What needs to be done: The required output is the exact run of lines below that opens at the line with "Task: pick out the dark green foliage." and closes at the line with "Task: pick out the solitary tree.".

::: Input data :::

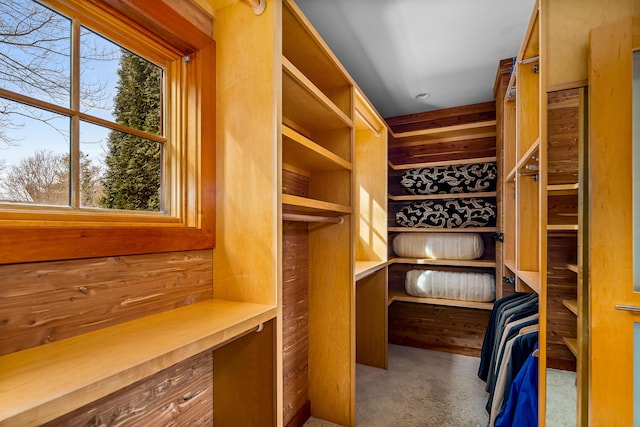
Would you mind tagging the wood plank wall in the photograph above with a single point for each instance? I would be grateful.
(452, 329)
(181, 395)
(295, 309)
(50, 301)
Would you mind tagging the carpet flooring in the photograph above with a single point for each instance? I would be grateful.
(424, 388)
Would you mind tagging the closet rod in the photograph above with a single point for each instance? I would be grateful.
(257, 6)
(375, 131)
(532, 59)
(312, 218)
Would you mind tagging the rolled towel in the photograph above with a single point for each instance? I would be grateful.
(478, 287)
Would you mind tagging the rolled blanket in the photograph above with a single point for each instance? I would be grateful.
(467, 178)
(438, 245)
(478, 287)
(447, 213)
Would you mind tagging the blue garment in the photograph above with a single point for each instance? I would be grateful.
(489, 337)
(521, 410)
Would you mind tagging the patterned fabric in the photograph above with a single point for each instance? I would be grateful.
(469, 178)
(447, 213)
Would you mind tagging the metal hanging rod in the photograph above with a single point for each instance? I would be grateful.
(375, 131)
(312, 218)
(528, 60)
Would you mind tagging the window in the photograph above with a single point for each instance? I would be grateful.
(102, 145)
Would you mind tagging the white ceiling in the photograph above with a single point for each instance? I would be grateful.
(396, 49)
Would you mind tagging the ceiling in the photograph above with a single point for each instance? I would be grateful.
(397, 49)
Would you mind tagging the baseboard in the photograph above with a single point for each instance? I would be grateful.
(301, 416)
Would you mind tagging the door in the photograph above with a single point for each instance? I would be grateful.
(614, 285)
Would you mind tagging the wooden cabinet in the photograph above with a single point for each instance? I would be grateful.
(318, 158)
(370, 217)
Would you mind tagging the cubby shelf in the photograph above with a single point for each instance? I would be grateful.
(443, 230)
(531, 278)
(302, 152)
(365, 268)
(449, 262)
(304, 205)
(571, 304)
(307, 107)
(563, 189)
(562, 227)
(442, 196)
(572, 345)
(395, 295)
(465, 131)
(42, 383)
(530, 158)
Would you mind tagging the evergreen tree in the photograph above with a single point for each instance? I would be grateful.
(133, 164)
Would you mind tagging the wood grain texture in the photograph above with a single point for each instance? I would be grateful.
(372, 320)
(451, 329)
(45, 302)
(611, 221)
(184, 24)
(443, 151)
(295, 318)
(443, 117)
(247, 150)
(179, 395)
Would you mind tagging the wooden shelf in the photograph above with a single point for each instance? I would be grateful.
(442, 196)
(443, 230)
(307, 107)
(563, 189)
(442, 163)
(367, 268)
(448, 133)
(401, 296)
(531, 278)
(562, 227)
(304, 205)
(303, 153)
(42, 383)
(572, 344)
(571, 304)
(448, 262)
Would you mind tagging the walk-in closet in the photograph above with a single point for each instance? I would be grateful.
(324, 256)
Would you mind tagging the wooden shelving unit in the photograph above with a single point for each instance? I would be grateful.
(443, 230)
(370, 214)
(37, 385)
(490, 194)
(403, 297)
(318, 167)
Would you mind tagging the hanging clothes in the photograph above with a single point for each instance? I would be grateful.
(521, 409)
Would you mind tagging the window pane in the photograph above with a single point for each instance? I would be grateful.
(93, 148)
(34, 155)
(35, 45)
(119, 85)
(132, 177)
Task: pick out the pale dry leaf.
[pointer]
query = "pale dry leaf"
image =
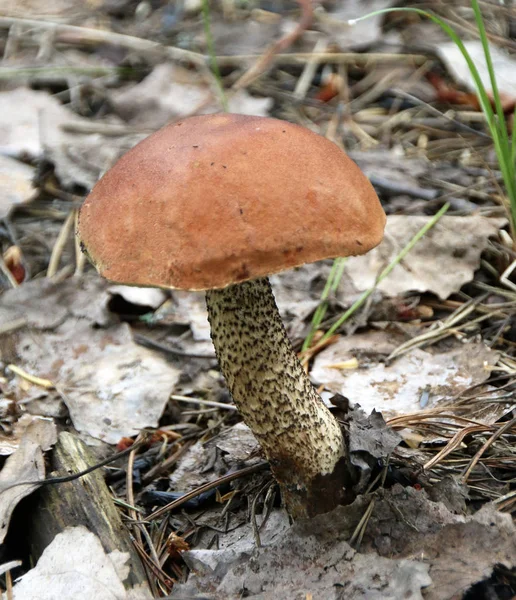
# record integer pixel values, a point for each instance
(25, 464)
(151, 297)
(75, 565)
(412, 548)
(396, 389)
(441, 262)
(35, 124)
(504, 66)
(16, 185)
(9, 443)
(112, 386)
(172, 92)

:::
::: Input data :::

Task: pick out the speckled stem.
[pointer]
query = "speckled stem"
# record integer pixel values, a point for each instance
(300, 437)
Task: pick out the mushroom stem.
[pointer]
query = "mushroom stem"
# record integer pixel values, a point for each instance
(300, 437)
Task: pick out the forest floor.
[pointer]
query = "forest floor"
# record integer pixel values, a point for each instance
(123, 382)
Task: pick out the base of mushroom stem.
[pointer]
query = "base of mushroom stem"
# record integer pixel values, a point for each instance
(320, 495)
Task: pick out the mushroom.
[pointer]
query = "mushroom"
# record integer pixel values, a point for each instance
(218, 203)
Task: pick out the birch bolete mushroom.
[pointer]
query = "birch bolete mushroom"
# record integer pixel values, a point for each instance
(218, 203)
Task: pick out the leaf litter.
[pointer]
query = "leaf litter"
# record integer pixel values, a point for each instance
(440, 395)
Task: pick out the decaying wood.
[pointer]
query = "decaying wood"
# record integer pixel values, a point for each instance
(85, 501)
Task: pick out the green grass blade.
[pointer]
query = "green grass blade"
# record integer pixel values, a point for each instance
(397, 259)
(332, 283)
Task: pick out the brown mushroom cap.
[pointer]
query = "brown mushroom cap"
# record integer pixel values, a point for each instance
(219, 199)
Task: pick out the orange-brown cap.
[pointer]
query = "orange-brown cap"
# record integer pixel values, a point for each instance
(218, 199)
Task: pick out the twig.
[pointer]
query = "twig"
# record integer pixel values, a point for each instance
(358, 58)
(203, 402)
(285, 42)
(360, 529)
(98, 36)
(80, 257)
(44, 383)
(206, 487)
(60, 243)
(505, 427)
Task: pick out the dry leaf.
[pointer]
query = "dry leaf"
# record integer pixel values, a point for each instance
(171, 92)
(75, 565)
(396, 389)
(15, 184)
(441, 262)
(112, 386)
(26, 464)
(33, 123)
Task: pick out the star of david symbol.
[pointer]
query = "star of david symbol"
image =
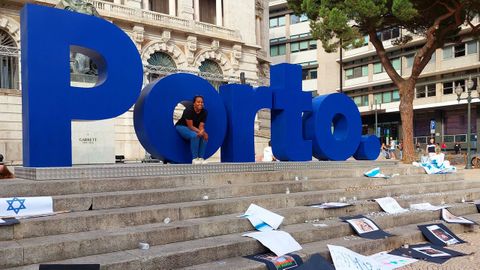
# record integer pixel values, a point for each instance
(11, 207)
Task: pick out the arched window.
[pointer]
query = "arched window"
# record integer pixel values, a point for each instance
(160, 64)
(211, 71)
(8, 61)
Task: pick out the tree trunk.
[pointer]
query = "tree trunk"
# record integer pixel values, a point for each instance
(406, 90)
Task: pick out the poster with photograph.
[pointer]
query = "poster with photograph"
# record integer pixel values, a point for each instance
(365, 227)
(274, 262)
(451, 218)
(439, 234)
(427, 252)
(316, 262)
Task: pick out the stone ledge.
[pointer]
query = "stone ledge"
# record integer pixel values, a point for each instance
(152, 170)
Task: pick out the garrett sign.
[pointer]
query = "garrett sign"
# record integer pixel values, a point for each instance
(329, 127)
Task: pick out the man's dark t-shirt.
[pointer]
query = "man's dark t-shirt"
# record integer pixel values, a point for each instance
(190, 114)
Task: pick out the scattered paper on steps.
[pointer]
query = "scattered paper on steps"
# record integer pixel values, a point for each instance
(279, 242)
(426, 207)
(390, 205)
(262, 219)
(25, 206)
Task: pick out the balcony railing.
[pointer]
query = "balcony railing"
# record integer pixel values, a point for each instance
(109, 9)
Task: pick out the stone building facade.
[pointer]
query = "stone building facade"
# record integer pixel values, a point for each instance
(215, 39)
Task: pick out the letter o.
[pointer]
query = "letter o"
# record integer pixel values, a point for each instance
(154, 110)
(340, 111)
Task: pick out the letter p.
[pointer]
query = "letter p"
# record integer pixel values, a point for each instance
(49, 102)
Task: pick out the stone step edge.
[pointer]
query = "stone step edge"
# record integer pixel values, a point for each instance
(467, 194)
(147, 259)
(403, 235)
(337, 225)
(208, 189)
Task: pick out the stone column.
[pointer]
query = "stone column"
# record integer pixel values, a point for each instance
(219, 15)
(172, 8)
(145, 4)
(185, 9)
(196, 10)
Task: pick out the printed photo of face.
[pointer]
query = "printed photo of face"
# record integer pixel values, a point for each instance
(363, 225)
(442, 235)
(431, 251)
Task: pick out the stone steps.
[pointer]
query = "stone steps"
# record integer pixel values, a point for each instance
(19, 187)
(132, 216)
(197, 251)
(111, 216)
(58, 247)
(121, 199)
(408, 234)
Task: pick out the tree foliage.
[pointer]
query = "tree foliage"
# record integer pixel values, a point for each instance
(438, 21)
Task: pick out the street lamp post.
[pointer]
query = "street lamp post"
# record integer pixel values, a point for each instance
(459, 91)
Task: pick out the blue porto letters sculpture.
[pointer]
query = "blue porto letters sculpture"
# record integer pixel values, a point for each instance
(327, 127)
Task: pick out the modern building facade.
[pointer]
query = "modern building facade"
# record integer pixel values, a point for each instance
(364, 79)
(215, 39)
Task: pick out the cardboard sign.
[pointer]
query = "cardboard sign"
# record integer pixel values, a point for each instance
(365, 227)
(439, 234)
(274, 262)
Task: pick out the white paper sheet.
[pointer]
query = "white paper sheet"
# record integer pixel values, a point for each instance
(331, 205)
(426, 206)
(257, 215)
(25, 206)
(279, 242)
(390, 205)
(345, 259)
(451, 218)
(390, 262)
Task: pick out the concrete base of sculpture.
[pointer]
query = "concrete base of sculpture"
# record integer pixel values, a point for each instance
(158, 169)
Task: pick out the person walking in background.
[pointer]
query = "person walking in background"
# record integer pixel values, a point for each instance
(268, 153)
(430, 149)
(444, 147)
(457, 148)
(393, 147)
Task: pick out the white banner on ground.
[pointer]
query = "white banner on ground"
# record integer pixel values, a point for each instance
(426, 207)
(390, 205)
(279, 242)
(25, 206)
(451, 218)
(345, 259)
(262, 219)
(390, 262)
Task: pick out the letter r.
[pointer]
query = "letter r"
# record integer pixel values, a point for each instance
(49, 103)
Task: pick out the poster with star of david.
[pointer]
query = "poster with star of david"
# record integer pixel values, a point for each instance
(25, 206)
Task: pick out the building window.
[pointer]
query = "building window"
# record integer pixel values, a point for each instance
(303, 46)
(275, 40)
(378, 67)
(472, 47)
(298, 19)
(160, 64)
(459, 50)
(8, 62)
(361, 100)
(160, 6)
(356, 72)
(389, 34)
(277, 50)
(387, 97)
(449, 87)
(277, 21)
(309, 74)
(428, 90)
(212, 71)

:::
::: Input data :::

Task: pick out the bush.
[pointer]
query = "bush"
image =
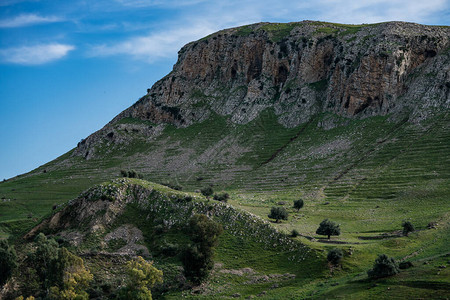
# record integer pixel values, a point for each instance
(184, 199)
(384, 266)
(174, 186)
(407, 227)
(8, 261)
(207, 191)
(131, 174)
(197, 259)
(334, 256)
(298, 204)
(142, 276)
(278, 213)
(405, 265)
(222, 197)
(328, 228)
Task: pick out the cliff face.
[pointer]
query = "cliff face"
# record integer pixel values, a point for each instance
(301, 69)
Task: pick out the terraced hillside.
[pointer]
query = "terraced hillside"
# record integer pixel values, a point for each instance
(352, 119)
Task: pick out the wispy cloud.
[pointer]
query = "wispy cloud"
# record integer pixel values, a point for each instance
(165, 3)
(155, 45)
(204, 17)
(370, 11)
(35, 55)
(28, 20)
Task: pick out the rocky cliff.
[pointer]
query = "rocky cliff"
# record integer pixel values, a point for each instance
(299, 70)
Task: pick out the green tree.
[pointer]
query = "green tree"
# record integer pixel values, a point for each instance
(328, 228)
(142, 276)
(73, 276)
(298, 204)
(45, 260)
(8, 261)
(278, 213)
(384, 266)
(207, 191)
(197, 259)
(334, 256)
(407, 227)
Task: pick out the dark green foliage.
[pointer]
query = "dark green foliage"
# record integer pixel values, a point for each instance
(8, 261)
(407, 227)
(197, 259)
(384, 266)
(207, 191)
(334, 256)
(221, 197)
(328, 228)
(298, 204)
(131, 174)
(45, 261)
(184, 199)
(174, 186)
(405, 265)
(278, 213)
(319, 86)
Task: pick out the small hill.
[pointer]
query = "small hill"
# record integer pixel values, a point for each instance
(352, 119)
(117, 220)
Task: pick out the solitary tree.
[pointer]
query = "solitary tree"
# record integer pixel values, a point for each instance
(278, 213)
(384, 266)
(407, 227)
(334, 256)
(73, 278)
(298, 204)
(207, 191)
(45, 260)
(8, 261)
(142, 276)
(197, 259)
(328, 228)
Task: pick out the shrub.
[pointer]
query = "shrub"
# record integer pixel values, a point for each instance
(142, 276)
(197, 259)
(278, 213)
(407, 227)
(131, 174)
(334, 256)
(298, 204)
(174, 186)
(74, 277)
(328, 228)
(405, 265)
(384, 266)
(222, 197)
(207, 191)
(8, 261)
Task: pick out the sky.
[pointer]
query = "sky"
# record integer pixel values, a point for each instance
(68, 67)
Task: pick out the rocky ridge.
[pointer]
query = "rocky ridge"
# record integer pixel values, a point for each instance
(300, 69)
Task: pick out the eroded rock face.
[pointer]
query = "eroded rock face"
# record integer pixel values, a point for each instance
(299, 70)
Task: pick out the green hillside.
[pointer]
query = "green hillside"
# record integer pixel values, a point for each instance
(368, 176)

:::

Result of this task:
Task: pick out the dark green foliage.
[pointer]
query = "dark green foliage"
# record integer pixel values, a point for each instance
(8, 261)
(407, 227)
(197, 259)
(384, 266)
(207, 191)
(334, 256)
(221, 197)
(328, 228)
(298, 204)
(131, 174)
(45, 261)
(184, 199)
(174, 186)
(405, 265)
(278, 213)
(319, 86)
Task: pick out the small hill.
[pointer]
query = "small hill"
# record integer pixel values, a point for each instance
(352, 119)
(117, 220)
Task: pick out the solitary tree.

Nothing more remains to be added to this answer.